[Records to use start]
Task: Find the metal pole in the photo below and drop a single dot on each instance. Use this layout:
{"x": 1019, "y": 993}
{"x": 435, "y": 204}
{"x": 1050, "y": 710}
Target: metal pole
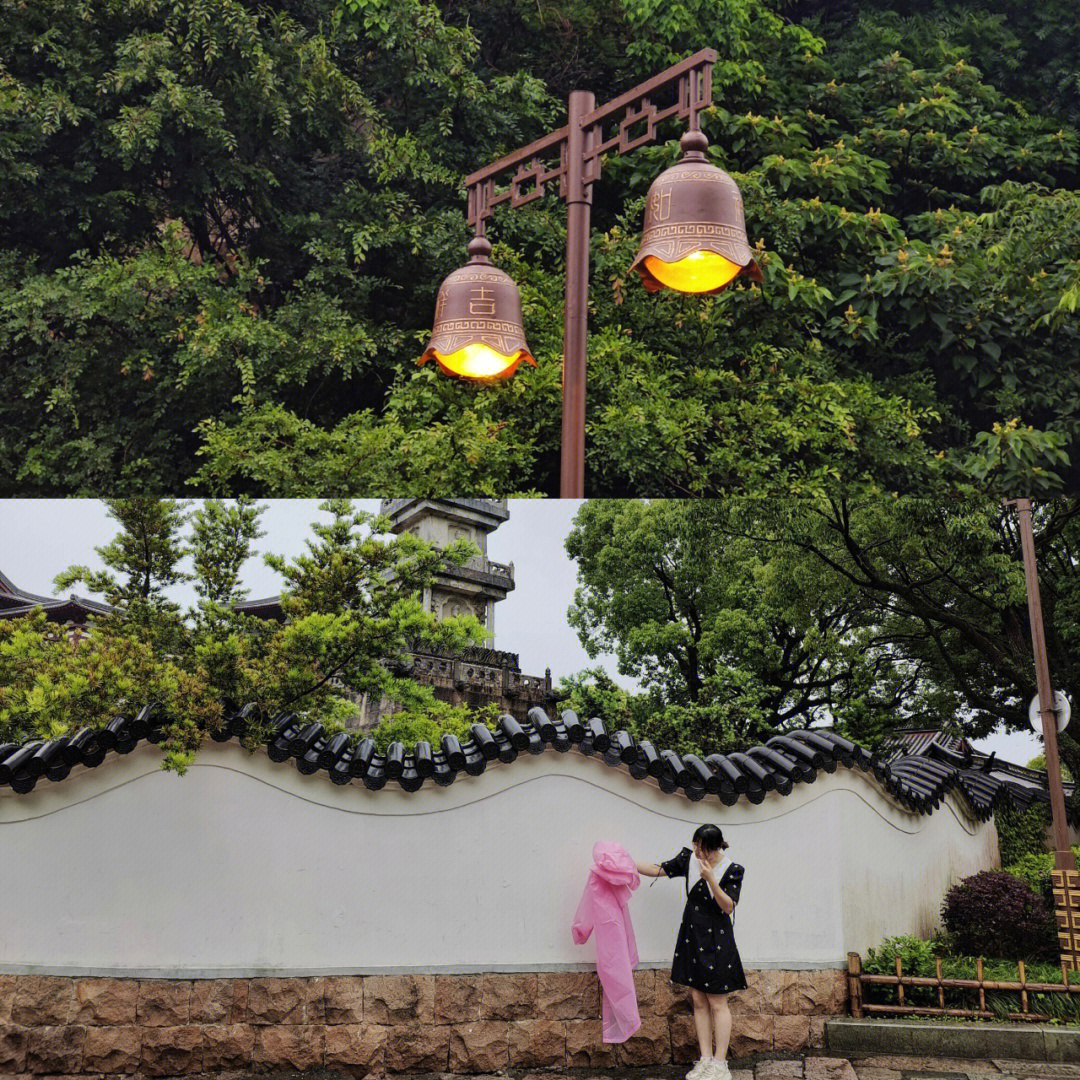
[Records to use end]
▶ [Goal of the exercise] Could you repeat the rows above word for word, leaving out the picture?

▶ [Result for this task]
Task: Find the metal pole in the photo below and drop a single dot on each instance. Use this layout:
{"x": 1019, "y": 993}
{"x": 435, "y": 204}
{"x": 1050, "y": 710}
Target: metal pole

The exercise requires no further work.